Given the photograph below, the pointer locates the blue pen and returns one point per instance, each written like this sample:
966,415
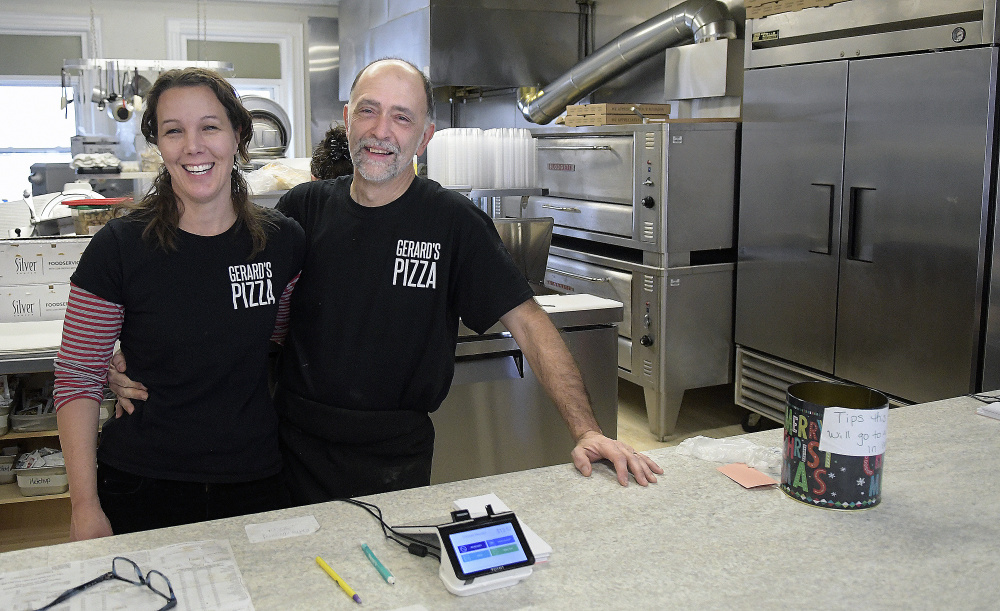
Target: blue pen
384,572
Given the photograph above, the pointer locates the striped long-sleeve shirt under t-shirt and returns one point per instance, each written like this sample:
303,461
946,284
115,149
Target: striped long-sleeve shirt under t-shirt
91,328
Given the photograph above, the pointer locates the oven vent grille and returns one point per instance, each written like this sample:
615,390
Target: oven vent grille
761,382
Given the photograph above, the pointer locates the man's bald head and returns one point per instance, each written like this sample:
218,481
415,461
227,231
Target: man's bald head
428,92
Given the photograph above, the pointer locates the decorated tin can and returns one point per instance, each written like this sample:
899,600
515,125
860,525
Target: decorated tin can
834,443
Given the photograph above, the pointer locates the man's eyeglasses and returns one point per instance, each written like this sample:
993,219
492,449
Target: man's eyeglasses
125,570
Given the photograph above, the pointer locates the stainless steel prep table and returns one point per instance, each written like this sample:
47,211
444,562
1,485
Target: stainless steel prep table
695,540
497,417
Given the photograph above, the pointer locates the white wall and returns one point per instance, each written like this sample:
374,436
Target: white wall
137,29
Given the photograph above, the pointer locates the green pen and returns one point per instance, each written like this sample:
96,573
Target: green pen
384,572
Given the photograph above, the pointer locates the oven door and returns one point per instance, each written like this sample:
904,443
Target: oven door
591,216
569,276
599,168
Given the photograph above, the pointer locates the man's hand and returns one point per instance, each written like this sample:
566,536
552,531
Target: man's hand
124,388
88,522
593,446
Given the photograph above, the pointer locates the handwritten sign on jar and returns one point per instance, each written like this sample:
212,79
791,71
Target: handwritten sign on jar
834,443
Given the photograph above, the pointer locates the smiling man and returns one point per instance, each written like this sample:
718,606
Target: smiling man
394,261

--------

What needs to be done -
Revise every entry above by replacing "photograph" with "image" wherever it appears, changing nothing else, and omit the pictures.

Final result -
Given the image below, the pointer locates the blue pen and returns one point per instance, each written like this sample:
966,415
Target: blue pen
384,572
Given the image above, the pointer locates the striped long-sleeve shirt under t-shirt and returns one point per instance, each written like this sample:
303,461
946,284
115,149
Target: striped long-sleeve shirt under t-shirt
91,328
Given the image above, the pointer locates the oven vent grille and returns one point per instance, each written like this sample:
615,390
Target: oven vent grille
761,382
Given the image above, the pointer locates the man's bald head and returns one point per instance, each written like this sample:
218,481
415,461
227,231
Target: man's bald head
428,92
Given the image above, the pointer locates the decorated tin can and returns one point per instance, each written like this sample:
899,600
515,125
860,525
Target: decorated tin can
834,443
Given the image above, the pointer locates the man's eyeglasses and returns one point per instance, each written like this sample:
993,219
492,449
Target: man's eyeglasses
125,570
Given the image above, the pointer locates the stainless steel prep table and returns one point per instance, each written like this sample:
47,211
444,562
1,485
Target: stainless steel prep table
695,540
497,417
Given the image above, the pointer locates the white wall and returns one point per instance, each written like this sample:
374,436
Target: white wall
137,29
Given the image above, the pointer locates the green pen and returns one point per instance, each written like this sample:
96,573
Target: green pen
384,572
Given the image above, the pointer locates the oven door and returns one point per instance, each written like this sample:
904,443
Target: oven door
591,216
569,276
599,168
Given the image above, the pointer locates the man's hand and returns one point per instance, each written like this sample:
566,536
552,531
Target: man's hand
124,388
88,522
593,446
Given the image above, the pointer locates the handwritten sign on jar and returns one point per instance, each written like this sample:
212,79
791,71
Target: handwritten sign on jar
834,443
Given the image above, the pointer locates the smiling man and returns one point per instance, each written like this sample:
718,606
Target: smiling man
394,261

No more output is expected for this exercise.